*WRITTEN EXERCISE*: Please swap "round woven rug" for "round jute rug" in the records from the line holding "One point goes on every instance of the sliding" through the end of the records, inclusive, and give back only those lines with nothing else changed.

*TASK INPUTS*:
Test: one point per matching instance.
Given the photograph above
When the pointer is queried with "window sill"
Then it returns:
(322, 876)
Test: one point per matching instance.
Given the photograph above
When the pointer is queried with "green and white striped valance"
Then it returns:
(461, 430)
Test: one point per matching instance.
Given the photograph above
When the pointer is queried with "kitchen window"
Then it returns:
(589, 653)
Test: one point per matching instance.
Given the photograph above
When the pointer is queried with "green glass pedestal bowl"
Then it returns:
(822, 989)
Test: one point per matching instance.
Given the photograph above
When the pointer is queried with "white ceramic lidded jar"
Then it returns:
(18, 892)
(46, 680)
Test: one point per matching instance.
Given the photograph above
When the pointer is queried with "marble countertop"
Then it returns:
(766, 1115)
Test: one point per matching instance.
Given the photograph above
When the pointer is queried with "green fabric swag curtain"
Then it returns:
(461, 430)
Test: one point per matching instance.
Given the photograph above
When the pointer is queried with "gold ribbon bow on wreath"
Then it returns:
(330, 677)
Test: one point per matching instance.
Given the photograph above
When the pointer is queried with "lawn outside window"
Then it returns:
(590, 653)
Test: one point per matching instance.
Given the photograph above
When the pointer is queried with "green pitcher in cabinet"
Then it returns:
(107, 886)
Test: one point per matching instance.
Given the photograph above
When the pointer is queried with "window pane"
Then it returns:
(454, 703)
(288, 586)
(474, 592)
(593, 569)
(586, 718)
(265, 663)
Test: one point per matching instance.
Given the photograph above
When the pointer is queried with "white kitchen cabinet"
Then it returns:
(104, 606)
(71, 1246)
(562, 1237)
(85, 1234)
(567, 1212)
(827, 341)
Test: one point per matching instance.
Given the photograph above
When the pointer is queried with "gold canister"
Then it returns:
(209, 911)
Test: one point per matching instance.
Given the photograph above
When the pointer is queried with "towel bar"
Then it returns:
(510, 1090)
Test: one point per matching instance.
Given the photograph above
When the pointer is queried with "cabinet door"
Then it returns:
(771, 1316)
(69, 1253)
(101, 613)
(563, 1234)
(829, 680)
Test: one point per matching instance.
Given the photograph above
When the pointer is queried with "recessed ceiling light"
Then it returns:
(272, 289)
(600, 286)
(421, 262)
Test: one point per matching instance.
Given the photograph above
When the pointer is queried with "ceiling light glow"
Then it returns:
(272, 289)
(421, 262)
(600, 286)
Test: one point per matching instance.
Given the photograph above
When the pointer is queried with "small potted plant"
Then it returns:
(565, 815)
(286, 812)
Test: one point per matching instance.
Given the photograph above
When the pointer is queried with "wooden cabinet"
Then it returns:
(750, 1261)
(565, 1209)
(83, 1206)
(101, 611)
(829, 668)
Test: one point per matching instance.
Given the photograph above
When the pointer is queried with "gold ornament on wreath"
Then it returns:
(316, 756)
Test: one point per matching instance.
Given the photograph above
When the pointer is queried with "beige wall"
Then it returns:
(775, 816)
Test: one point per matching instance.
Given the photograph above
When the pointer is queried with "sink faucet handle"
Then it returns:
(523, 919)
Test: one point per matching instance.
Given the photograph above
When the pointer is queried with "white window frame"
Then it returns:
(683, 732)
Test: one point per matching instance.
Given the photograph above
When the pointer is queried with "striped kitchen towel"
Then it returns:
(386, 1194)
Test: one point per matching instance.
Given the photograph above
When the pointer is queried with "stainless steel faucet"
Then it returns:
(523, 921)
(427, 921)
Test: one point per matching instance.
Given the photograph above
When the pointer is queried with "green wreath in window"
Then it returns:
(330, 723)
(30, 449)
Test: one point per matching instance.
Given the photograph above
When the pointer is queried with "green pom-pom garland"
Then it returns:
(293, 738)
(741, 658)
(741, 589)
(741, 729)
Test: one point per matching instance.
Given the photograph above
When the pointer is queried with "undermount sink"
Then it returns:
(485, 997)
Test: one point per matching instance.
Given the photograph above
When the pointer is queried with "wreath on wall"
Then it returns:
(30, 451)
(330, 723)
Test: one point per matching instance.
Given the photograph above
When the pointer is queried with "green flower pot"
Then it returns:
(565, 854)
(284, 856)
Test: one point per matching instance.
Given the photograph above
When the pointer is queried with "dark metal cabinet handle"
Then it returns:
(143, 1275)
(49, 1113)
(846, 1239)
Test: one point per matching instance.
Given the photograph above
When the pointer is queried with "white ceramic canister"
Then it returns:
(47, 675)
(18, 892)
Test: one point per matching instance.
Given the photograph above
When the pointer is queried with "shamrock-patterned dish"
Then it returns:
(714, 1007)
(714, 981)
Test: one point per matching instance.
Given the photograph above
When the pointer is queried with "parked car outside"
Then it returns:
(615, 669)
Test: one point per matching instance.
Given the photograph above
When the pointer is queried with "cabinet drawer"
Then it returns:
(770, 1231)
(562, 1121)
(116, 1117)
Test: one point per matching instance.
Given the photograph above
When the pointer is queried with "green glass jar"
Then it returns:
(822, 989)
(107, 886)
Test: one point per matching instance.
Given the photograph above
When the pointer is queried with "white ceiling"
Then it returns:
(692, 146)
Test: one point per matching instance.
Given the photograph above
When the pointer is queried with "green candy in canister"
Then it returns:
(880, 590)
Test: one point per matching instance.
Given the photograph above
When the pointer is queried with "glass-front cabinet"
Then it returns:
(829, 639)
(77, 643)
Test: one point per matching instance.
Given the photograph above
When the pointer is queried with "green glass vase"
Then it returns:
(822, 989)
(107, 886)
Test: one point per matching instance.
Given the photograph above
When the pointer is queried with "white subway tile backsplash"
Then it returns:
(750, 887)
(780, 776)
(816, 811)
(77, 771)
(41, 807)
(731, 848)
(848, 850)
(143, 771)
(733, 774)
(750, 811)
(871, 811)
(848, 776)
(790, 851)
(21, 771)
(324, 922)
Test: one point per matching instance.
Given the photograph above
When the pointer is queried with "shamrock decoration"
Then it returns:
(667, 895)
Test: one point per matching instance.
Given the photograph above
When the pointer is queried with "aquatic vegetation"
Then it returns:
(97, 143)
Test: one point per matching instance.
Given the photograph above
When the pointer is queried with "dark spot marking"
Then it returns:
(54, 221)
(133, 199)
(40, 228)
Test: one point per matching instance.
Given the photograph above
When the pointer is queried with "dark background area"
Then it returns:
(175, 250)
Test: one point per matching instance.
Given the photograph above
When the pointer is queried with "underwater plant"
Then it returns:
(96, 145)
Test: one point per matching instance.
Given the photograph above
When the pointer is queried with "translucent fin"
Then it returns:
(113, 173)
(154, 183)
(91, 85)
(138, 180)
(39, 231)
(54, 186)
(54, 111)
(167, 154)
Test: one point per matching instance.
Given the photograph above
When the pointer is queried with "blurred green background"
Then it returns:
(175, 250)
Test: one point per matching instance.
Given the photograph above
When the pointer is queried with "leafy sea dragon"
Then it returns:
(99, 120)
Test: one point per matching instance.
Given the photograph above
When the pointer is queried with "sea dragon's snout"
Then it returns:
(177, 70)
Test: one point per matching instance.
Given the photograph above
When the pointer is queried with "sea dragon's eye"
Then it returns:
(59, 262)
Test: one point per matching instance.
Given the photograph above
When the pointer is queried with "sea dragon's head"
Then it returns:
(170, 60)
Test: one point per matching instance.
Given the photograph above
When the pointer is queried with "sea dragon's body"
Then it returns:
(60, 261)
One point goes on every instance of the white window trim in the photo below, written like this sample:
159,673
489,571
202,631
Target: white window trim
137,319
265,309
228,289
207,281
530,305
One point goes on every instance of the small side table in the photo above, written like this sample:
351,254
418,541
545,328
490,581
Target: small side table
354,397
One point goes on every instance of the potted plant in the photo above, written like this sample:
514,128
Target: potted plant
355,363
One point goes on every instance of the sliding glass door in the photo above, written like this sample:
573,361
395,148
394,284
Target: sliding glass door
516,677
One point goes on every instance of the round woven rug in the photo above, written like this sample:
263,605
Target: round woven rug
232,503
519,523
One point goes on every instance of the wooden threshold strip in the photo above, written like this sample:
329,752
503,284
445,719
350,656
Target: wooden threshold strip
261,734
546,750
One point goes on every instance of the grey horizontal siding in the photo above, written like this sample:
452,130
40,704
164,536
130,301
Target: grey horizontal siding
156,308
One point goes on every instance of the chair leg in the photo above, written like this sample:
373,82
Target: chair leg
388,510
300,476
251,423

*TASK RESULT*:
One point goes on every instance of the sliding glass door in the photo above, written like this sample:
573,361
395,148
394,284
Target: sliding glass door
516,677
One point goes on every instance of the round jute rug in the photo above, written like this sample:
263,605
Target: round jute rug
232,503
519,523
One point goes on every instance of the wooden threshold strip in the photo above, written like this sample:
329,752
503,284
445,719
350,656
Target: wooden threshold strip
261,734
546,750
One point goes on every instance of the grey horizontal siding in the photo above, written like this sample:
452,130
40,704
164,536
130,301
Target: grey horizontal siding
156,308
One point goes on every instance of the chair leg in the photo above, written like this sample:
373,82
Target: chair leg
388,510
300,476
251,423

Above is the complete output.